Exercise details: The lines below, beginning at the one that contains "Would you kindly mark the trash" and ending at the last, are to be retyped exactly.

__________________________________________________

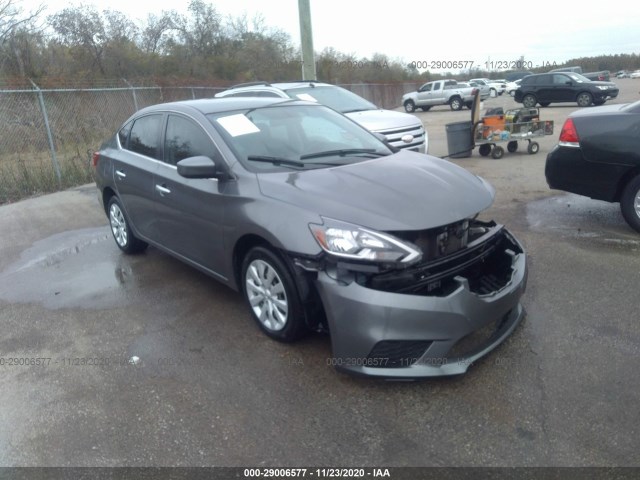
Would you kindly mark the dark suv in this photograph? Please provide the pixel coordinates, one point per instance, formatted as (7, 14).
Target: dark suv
(547, 88)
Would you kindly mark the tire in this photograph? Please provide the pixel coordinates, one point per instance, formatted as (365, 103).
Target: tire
(529, 101)
(409, 106)
(630, 203)
(584, 99)
(272, 295)
(121, 229)
(485, 149)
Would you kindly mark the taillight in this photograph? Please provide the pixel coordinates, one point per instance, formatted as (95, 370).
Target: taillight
(569, 134)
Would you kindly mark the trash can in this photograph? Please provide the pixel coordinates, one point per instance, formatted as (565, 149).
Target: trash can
(459, 139)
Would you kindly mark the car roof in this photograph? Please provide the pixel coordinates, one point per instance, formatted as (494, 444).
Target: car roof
(279, 85)
(216, 105)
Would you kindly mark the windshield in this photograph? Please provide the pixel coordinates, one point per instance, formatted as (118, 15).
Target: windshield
(337, 98)
(578, 78)
(287, 136)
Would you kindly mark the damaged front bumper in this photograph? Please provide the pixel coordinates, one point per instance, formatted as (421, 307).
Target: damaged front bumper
(432, 319)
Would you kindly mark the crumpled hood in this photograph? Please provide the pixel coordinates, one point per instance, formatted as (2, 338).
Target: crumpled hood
(384, 120)
(404, 191)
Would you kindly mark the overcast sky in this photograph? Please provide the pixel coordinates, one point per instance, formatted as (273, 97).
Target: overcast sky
(543, 31)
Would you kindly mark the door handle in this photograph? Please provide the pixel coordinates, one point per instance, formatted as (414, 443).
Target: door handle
(162, 190)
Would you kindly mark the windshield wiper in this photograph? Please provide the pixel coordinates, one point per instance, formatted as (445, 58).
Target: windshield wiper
(354, 110)
(276, 160)
(343, 152)
(285, 161)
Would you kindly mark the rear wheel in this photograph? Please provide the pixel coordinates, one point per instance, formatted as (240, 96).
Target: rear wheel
(584, 99)
(272, 296)
(121, 230)
(529, 101)
(630, 203)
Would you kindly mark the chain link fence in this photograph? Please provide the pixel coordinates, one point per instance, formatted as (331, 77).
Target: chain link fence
(47, 136)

__________________________________________________

Answer to the problem:
Would you kindly mark the trash can in this photograph? Please provide the pixel coordinates, one point per instance, formatted as (565, 149).
Target: trash can
(459, 139)
Would you kindly mark the car roof in this photograph? Please provide the pixel coordinates, one point per instance, formatted as (494, 444).
Target: car roof
(279, 85)
(216, 105)
Would you kindly mark the windshield in this photograph? Please provide the pixel coordinates, one point per instance, formatted as (118, 15).
Target: windshield
(337, 98)
(578, 78)
(287, 136)
Would you kindly mark the damaged front bumper in this photograph? Please provide the pixel coordinates, one point per instance, formatted as (421, 307).
Target: damaged front bumper
(432, 319)
Would you kindly mark the crumpled hood in this photograph? Please provide the pixel coordinates, one point per instance, formatted as (2, 338).
Target: crumpled hood
(384, 120)
(404, 191)
Would you kindly mark the overcast sky in this photograph? Please provide the pixel coordinates, one point per instance, formatted as (273, 97).
Target: overcast sky
(543, 31)
Would you kindly mark the door handle in this photograph? Please provide the pixel coordinates, one point per instance, formatted as (414, 443).
Target: door handle
(162, 190)
Would you kindly mark the windshield wiper in this photograph? Please provide the pixel coordinates, one point per instance, formatted as (445, 58).
Target: windshield wiper
(354, 110)
(276, 160)
(343, 152)
(285, 161)
Would you kindly mark the rear wheel in this photograph? Please provide the pixel coordinates, one point per instance, formatted as (240, 96).
Target: rear wheel
(584, 99)
(272, 296)
(121, 230)
(529, 101)
(630, 203)
Would you kindly mark the chain link fence in this photograph? Please provide the pixel coordinates, one point per instance, formatted as (331, 77).
Target: chain link fence
(47, 136)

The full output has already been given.